** Begin GIVEN RECORDS **
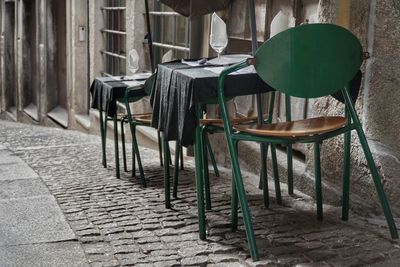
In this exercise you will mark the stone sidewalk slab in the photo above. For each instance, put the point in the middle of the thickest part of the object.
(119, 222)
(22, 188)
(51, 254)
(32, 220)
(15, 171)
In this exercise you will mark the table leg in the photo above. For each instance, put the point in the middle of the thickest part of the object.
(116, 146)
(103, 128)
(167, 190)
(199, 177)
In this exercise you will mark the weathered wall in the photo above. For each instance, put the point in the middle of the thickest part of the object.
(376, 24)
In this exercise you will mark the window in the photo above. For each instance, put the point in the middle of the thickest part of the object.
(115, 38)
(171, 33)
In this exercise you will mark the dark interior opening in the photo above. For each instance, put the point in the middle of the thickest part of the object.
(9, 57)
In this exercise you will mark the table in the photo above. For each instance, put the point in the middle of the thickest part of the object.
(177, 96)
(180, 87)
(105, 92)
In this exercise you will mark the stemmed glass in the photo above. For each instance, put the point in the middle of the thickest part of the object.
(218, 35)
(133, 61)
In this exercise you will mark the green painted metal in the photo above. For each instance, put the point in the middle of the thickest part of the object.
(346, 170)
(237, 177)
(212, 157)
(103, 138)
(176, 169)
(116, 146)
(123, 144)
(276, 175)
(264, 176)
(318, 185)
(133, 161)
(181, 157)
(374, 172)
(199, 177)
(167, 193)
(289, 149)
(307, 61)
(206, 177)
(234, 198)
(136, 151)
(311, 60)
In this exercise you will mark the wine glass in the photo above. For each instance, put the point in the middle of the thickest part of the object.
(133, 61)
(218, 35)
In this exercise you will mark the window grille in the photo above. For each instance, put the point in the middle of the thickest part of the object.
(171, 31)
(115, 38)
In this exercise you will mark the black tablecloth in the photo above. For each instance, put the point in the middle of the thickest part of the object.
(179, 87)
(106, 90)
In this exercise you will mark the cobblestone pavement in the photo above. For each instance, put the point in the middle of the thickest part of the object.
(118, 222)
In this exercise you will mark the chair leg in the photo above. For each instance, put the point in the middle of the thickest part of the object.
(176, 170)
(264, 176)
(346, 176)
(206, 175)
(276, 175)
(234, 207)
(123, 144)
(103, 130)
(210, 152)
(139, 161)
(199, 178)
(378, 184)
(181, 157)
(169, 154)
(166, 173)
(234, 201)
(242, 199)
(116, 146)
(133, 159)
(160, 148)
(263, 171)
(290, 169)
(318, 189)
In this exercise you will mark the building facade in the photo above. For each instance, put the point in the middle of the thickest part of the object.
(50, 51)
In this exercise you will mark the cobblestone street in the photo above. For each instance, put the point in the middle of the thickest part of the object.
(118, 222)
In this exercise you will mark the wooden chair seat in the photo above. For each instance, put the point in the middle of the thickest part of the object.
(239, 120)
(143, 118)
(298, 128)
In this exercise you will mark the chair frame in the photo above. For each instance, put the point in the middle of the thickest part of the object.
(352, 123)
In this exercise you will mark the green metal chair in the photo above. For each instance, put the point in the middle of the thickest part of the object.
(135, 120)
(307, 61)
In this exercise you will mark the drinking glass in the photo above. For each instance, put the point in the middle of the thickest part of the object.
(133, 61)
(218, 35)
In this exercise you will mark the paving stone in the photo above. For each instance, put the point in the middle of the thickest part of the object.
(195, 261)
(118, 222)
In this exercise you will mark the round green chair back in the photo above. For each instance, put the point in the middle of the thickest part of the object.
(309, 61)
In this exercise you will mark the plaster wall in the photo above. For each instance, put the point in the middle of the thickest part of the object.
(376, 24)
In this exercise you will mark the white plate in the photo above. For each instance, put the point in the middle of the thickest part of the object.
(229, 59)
** End GIVEN RECORDS **
** Begin GIVEN RECORDS **
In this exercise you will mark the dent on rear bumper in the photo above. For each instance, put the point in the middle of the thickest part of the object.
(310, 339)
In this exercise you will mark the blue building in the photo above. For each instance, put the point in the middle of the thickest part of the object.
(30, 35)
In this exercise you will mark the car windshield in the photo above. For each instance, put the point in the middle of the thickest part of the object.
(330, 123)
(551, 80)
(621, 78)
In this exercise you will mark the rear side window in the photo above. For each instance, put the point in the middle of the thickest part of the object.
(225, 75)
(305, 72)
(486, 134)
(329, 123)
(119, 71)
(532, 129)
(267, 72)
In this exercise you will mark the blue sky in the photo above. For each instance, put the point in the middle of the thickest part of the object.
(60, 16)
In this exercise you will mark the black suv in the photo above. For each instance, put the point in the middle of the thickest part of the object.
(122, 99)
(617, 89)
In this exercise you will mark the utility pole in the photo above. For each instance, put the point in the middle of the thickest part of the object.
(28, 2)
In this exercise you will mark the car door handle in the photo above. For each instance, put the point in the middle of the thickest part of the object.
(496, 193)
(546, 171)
** End GIVEN RECORDS **
** Begin GIVEN RECORDS **
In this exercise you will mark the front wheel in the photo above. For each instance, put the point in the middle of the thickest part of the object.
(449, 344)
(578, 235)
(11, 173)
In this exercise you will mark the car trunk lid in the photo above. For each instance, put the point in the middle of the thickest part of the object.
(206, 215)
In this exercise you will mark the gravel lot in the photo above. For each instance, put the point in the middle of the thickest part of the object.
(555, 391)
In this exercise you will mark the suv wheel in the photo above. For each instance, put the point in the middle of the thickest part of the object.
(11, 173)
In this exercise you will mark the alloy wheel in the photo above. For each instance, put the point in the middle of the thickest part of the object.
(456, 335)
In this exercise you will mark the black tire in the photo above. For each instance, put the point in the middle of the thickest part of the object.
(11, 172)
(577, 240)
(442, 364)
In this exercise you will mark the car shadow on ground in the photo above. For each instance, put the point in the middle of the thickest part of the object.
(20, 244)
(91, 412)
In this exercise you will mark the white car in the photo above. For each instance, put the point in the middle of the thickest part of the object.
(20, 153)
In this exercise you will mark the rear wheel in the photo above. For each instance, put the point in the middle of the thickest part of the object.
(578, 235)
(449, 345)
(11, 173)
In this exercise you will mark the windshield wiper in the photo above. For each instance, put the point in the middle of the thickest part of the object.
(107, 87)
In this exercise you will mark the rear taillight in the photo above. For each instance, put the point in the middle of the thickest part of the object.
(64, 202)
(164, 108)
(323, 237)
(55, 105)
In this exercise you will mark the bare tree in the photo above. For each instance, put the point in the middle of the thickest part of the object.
** End GIVEN RECORDS **
Please find every line in the rows above that contains the string "cobblestone" and copy each one.

In this exercise you will mark the cobblestone pavement in the photo above. For each instance, put the point in the middle of the thickest part of the object.
In this exercise you will mark the cobblestone street in the photo above. For each instance, put the point in the middle of the thickest part of the object.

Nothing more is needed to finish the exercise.